Phrase grounding data:
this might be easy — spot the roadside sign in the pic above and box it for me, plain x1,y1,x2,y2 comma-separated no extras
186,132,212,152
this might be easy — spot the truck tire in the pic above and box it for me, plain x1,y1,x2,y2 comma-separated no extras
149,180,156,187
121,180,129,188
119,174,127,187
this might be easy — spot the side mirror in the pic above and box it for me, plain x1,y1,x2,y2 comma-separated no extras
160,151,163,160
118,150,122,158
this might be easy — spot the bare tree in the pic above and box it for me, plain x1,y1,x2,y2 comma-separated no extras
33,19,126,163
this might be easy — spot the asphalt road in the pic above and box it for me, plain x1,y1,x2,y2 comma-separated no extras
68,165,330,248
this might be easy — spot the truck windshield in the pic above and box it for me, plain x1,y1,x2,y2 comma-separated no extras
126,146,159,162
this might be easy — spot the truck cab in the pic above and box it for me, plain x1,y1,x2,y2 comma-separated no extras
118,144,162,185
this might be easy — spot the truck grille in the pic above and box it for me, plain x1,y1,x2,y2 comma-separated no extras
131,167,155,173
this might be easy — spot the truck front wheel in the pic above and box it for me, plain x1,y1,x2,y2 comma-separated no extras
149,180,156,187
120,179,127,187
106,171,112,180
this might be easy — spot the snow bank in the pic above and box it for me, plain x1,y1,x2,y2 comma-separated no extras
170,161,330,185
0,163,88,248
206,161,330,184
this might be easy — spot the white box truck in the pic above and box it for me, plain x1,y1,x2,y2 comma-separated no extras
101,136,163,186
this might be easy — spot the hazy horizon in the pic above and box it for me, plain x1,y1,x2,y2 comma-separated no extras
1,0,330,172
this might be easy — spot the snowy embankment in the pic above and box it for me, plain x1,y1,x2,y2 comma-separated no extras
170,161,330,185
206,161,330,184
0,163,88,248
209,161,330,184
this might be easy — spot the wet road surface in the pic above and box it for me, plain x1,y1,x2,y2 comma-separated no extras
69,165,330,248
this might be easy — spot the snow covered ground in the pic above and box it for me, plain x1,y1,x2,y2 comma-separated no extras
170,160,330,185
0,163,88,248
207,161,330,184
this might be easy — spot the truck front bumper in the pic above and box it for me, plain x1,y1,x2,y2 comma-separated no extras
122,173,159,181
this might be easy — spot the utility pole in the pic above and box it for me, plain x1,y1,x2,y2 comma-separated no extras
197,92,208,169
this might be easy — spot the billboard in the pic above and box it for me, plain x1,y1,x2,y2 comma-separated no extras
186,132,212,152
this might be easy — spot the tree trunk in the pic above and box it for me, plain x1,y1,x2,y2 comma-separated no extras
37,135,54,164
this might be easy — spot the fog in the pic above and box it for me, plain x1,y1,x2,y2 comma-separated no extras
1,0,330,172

Exercise instructions: The response should consist of all the entries, set down exactly.

Response area:
this might be easy — spot the roadside sign in the pic above and box it for me, plain x1,y1,x2,y2 comma-separated no extras
186,132,212,152
this might be easy — spot the truck tire in the pic above and box it for me, plain x1,y1,x2,y2 comma-separated no extras
149,180,156,187
121,180,129,188
119,174,127,187
this might be easy — spot the side mirror in the pic above and box it for me, plain x1,y1,x2,y2 comma-separated no extras
160,151,163,160
118,150,122,158
this might be easy — spot the bare tree in the pic above and box it for me, plain x1,y1,x2,y2 comma-separated no extras
33,19,126,163
this might be easy — spot the asphalt road in the pic above and box it for me, plain x1,y1,x2,y2 comma-separated no extras
68,165,330,248
this might be easy — spot the truck windshield in the pic above and box it for me, plain x1,y1,x2,y2 comma-separated no extras
126,146,159,162
this might be easy — spot the truck cab in the pic above and box it for me, plain x1,y1,x2,y2 comma-separated no extras
118,144,162,185
this might be easy — spot the truck grille in the pic above and box it for me, plain x1,y1,x2,y2 comma-separated no extras
131,167,155,173
this might be easy — spot the truck front wheel in the pic above and box it for me, plain x1,y1,x2,y2 comma-separated no extras
149,180,156,187
120,179,127,187
106,171,112,180
this might be easy — spot the snow bank in the pic above and box it for me, plain x1,y1,x2,y2 comma-separated no extras
170,161,330,185
0,163,88,248
206,161,330,184
this might be easy — spot the white box truck in the pic above and box it for me, plain x1,y1,x2,y2 comma-separated no extras
101,136,163,186
this might be easy — spot the hazy horizon in the pic above and box it for me, plain x1,y1,x2,y2 comma-separated no extras
1,0,330,172
this might be easy — spot the snowy embankment in the pic above and box it for me, plain x1,y1,x2,y2 comma-separated no extras
170,161,330,185
206,161,330,184
0,163,88,248
209,161,330,184
this might be easy — spot the wet road surface in the pic above and box it for me, plain x1,y1,x2,y2 comma-separated no extras
69,165,330,248
this might be easy — spot the snow covered ground in the pic above and box it for me, plain x1,y1,x2,y2 comma-separated no extras
170,160,330,185
0,163,88,248
207,161,330,184
this might be easy — spot the truck front bumper in the pic above and box it for me, plain x1,y1,x2,y2 comma-separated no extras
122,173,159,181
this might be easy — spot the utility pole in the pic above and box it for me, plain x1,y1,x2,y2 comma-separated no extras
197,92,208,169
this might be easy — spot the billboard in the pic above and box it for me, plain x1,y1,x2,y2 comma-separated no extras
186,132,212,152
this might be easy — spot the tree trunk in the pic above and box it for me, plain x1,y1,x2,y2 comma-separated no extras
37,135,54,164
this might be easy — spot the fog in the pic above and box it for me, plain x1,y1,x2,y2 comma-separated no extras
1,0,330,172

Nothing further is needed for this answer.